● **What this task involves**
Copy all of the entries below word for word, changing nothing.

● **Data listing**
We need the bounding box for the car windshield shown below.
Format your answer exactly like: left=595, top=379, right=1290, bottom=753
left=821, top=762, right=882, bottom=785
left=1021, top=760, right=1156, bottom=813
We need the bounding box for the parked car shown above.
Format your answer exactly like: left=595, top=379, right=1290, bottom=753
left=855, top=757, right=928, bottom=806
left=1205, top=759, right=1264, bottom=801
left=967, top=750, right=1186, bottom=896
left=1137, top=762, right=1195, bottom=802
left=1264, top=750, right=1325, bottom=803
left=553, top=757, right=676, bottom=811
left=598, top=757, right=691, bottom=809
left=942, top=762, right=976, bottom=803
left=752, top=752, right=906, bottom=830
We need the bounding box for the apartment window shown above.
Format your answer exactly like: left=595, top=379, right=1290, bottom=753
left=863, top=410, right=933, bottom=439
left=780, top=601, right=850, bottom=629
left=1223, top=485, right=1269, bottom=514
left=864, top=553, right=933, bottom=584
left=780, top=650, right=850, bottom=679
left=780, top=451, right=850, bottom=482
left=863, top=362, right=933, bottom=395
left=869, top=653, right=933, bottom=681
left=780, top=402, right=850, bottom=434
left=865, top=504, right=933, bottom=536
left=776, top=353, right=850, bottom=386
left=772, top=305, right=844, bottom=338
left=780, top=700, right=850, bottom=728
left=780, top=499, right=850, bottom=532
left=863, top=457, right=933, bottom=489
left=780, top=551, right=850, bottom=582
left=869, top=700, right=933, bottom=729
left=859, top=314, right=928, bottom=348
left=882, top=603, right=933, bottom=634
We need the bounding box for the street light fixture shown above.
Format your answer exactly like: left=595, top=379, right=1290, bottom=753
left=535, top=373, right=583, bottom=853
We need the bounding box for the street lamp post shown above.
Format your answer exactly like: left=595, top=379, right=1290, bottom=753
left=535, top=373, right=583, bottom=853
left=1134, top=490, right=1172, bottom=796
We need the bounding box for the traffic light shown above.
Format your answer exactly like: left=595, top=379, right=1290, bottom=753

● **Full solution**
We need the bounding box for the car windshield shown below.
Format your answer exactly like: left=595, top=379, right=1290, bottom=753
left=821, top=762, right=882, bottom=785
left=1021, top=760, right=1156, bottom=813
We need the bounding box for the parked car shown above.
Format your answer exactly like: left=595, top=379, right=1290, bottom=753
left=855, top=757, right=928, bottom=806
left=1205, top=759, right=1264, bottom=801
left=967, top=750, right=1186, bottom=896
left=1137, top=762, right=1195, bottom=802
left=1264, top=750, right=1325, bottom=803
left=553, top=757, right=676, bottom=811
left=598, top=757, right=691, bottom=809
left=942, top=762, right=976, bottom=803
left=752, top=752, right=906, bottom=830
We need the bounding box for the apartment window shown above.
Format your answer exactly like: left=595, top=379, right=1290, bottom=753
left=863, top=410, right=933, bottom=439
left=780, top=601, right=850, bottom=629
left=1223, top=485, right=1269, bottom=514
left=864, top=553, right=933, bottom=584
left=780, top=650, right=850, bottom=679
left=780, top=451, right=850, bottom=482
left=863, top=362, right=933, bottom=395
left=869, top=653, right=933, bottom=681
left=780, top=402, right=850, bottom=434
left=865, top=504, right=933, bottom=536
left=776, top=353, right=850, bottom=386
left=772, top=305, right=844, bottom=338
left=780, top=700, right=850, bottom=728
left=780, top=499, right=850, bottom=532
left=863, top=457, right=933, bottom=489
left=780, top=551, right=850, bottom=582
left=869, top=700, right=933, bottom=729
left=859, top=314, right=928, bottom=348
left=882, top=603, right=933, bottom=634
We need the bounding box for the street light fixture shown above.
Format your answer exactly like: left=595, top=379, right=1290, bottom=753
left=535, top=373, right=583, bottom=853
We need the bounding box for the street lamp post shown above.
Format your answer exactly like: left=595, top=379, right=1290, bottom=753
left=535, top=373, right=583, bottom=853
left=1134, top=490, right=1172, bottom=796
We need the bounding box for the traffic light shown above.
Format your answer exactly like: left=595, top=379, right=1290, bottom=753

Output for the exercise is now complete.